- [Given problem]: Extract every line of the items below that contains the word "rock", and copy each of those lines in full.
-- -- --
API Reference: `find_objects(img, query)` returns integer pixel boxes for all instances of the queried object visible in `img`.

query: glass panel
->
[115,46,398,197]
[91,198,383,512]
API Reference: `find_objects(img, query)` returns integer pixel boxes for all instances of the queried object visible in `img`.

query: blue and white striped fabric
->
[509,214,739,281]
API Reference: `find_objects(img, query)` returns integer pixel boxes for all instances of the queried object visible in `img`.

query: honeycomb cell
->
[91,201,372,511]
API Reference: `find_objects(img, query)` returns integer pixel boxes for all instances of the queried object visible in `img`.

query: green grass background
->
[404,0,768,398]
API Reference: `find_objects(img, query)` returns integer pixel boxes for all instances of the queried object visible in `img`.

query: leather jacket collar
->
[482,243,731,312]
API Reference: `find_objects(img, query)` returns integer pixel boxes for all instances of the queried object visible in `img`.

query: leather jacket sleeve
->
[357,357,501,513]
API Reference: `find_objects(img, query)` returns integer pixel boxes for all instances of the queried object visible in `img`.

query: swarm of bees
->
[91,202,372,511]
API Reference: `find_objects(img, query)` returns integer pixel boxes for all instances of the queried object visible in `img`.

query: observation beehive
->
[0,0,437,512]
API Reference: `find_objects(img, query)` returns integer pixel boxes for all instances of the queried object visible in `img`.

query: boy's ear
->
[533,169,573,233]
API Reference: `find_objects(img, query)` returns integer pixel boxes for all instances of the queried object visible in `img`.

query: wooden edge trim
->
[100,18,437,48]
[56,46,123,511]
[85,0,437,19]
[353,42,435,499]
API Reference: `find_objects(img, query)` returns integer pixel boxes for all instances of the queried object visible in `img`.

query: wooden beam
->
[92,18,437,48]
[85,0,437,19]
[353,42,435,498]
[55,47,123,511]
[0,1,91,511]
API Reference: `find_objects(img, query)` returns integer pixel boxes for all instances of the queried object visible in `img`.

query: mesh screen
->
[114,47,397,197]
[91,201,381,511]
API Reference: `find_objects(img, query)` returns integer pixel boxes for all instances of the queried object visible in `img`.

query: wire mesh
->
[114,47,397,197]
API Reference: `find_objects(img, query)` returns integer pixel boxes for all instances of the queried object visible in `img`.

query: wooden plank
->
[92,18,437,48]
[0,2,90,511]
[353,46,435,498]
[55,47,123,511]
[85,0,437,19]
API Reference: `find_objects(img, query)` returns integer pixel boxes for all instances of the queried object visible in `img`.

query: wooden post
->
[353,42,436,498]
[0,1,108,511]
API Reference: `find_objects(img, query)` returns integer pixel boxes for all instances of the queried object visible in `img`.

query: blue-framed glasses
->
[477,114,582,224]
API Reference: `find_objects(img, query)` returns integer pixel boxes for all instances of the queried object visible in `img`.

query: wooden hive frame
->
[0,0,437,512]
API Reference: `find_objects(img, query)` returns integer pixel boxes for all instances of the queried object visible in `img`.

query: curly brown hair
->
-- -- --
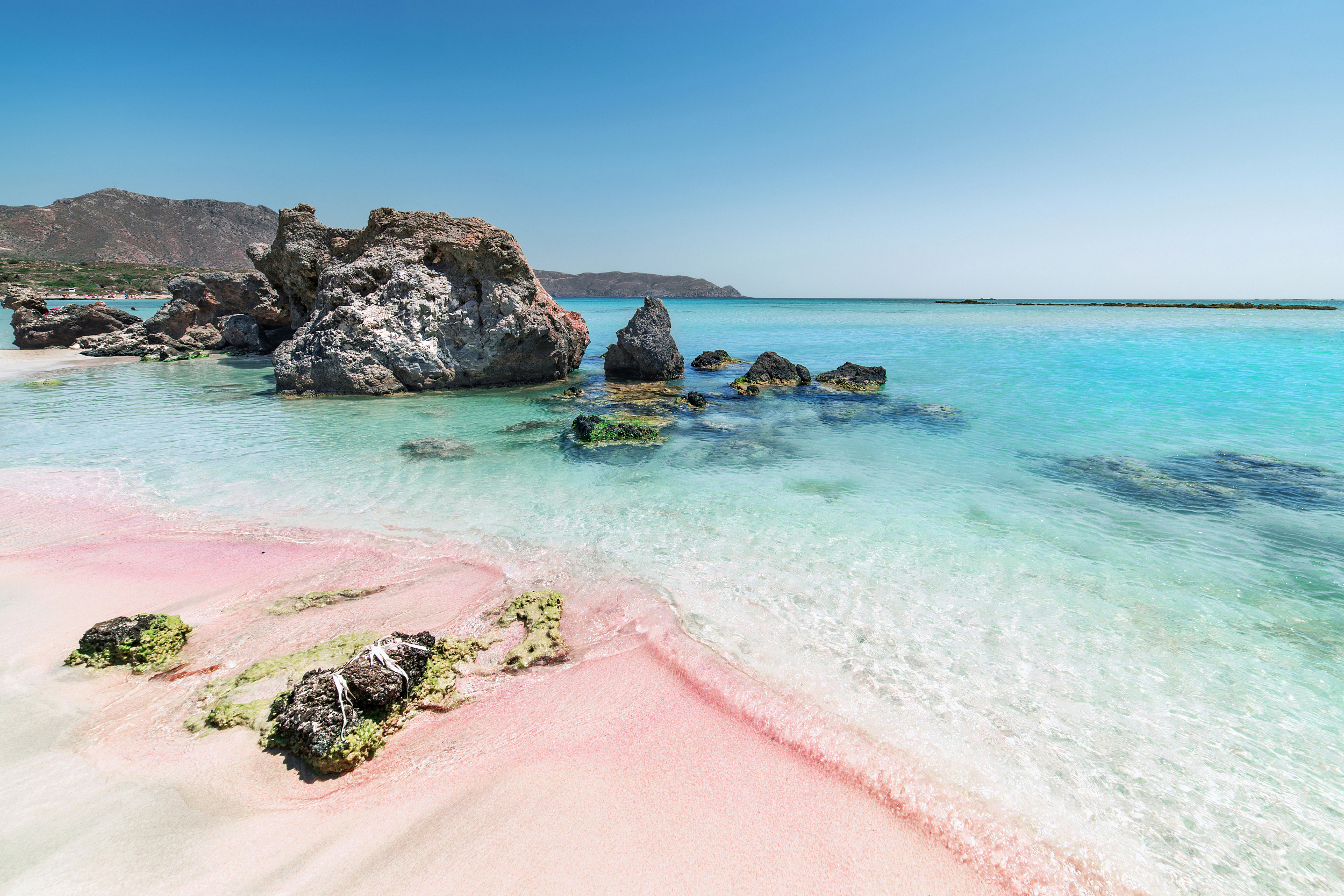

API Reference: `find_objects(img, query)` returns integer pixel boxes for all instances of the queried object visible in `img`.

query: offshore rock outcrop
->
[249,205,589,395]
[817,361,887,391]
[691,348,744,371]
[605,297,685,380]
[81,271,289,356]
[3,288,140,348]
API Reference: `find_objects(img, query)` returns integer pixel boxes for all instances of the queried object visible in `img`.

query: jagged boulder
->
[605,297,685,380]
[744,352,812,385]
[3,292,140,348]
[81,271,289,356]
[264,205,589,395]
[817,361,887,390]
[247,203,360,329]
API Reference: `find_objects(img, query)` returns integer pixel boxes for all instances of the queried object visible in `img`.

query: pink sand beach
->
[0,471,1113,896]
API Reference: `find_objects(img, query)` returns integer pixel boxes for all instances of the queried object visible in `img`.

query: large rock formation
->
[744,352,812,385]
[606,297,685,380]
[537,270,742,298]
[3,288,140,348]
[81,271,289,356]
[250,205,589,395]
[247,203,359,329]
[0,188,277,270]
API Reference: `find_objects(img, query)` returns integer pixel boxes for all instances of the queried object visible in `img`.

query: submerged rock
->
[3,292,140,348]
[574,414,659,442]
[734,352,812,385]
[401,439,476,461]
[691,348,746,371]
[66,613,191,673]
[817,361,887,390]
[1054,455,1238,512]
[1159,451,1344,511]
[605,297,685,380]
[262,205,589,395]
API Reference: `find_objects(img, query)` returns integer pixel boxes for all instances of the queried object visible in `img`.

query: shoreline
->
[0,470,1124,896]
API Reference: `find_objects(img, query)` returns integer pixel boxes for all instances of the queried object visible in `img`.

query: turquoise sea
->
-- -- --
- [Solution to this task]:
query: offshore rock outcrop
query: large rock formation
query: submerged rock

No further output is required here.